### SELECTED EXTRACT:
=== Section Start ===
We live in a microbial world
Both in terms of total mass and species diversity, bacteria vastly outnumber all animals on Earth! Humans are surrounded by extremely complex communities of microorganisms that live out in nature and in the artificial environments we build. In fact, we know that our bodies naturally harbor trillions of microbial cells in our gut and on our skin. The vast majority of the organisms in this microbial world either promote our health, or do not affect us. However, some of these organisms are opportunistic pathogens that can cause disease in certain circumstances. Antibiotics are used to treat these opportunistic infections, but unfortunately many pathogens are becoming increasingly resistant to these life saving drugs. Ultimately, if we want to manipulate our microbiota to promote health, or develop next generation antibiotics, we must fundamentally understand how bacterial cells work. The Saunders Lab aims to advance our understanding of the bacterial domain of life using high throughput genetics to map the molecular interactions that underly cellular physiology.
Typically, strategies for modifying bacterial genomes take one of two approaches. Reverse genetics enables very accurate modifications, but is typically low throughput (e.g. GFP fusion). Forward genetics enables modifications to be made at high throughput across the genome, but these techniques are random and therefore imprecise (e.g. transposon mutagenesis).
What if we could perform bacterial genetics with high throughput and high accuracy?
Designer mutant libraries
The Saunders Lab will develop new genetic techniques for precisely constructing mutant libraries at high throughput. Genomic modifications can be specified by short DNA oligos that encode homology to different positions in bacterial genomes. With modern DNA synthesis, tens of thousands of oligos can be computationally designed and ordered routinely. Therefore mutant libraries can be designed and constructed to ask new questions about bacteria at genomic scales.
Genes and proteins do not work alone, but instead these components interact to form complex and dynamic networks that determine cellular physiology. Accurate and high throughput tools will enable the construction of double mutant and combinatorial libraries that can be used to measure interactions between cellular components.
=== Section End ===
[Data drawn from a collection]
=== Section Start ===
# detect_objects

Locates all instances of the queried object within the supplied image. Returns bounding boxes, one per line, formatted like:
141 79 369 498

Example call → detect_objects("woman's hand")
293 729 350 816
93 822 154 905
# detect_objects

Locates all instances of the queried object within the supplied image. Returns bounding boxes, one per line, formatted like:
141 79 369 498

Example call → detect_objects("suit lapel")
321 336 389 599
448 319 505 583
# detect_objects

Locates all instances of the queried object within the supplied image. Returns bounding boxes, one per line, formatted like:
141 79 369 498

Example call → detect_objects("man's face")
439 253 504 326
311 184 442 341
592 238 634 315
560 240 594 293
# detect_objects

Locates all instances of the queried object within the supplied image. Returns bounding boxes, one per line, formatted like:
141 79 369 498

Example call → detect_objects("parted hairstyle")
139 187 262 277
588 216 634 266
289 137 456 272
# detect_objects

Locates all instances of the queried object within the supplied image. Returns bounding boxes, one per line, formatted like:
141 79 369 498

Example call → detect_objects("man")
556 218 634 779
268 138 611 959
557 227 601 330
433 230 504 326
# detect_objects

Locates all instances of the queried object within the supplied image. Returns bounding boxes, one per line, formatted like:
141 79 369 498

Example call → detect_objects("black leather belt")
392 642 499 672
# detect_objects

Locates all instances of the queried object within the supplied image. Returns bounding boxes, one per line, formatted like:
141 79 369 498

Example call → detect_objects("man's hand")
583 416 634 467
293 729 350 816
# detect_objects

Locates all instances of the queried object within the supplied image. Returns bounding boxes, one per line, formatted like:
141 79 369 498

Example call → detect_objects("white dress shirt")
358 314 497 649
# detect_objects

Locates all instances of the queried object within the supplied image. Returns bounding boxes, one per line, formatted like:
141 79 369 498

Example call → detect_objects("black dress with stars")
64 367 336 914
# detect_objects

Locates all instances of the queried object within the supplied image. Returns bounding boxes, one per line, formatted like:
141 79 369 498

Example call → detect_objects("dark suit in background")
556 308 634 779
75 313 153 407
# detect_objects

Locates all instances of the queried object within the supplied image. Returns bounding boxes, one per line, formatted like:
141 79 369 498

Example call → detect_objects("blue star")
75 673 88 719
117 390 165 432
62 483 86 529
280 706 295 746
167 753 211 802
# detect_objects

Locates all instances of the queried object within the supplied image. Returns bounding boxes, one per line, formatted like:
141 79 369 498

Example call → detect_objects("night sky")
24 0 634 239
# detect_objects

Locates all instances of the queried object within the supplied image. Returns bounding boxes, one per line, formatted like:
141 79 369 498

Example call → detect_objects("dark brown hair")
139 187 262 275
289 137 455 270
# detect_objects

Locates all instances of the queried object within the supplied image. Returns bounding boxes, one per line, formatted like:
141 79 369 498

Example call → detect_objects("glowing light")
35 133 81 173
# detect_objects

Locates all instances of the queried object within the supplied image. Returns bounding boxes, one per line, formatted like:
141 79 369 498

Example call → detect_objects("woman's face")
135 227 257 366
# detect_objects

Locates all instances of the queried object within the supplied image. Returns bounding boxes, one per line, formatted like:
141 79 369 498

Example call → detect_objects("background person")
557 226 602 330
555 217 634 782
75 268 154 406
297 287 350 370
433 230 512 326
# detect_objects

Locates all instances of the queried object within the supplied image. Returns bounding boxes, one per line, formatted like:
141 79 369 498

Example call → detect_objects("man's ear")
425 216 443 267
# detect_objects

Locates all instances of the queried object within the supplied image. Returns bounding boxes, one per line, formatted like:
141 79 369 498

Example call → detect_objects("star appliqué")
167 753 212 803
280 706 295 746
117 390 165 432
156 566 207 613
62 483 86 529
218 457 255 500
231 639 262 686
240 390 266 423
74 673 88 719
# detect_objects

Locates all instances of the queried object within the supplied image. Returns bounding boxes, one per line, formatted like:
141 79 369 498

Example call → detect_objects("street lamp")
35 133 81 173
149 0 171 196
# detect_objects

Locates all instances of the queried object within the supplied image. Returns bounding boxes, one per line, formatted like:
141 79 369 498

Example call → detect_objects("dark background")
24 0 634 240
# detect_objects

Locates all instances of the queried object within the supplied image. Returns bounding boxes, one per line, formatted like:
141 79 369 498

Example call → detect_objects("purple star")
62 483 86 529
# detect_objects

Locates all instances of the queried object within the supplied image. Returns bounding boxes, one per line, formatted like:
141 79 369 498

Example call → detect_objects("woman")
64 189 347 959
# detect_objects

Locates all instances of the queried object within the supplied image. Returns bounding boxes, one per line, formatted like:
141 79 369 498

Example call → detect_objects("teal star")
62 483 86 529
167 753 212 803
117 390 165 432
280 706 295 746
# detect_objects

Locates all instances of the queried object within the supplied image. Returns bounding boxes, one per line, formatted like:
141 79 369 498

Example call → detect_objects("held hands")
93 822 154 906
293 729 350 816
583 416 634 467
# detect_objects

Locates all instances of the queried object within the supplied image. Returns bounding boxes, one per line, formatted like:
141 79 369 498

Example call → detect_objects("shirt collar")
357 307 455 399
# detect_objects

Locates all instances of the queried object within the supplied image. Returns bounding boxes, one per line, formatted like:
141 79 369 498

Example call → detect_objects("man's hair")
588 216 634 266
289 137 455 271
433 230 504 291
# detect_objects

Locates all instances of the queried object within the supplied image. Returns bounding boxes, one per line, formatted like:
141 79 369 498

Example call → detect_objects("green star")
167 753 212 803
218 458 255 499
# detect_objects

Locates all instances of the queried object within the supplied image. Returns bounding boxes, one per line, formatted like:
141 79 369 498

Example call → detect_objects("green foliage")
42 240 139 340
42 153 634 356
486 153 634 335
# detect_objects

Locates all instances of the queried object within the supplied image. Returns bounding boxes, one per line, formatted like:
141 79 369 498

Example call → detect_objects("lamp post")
=== Section End ===
### GOAL OF THE EXERCISE:
Please answer these questions using the Saunders Lab overview:
1. Where in our bodies do the trillions of microbial cells live?
2. What example of forward genetics is given?
3. How many oligos can modern DNA synthesis routinely design and order?
You won't need the items to answer.

### TASK RESULT:
1. In our gut and on our skin.
2. Transposon mutagenesis.
3. Tens of thousands.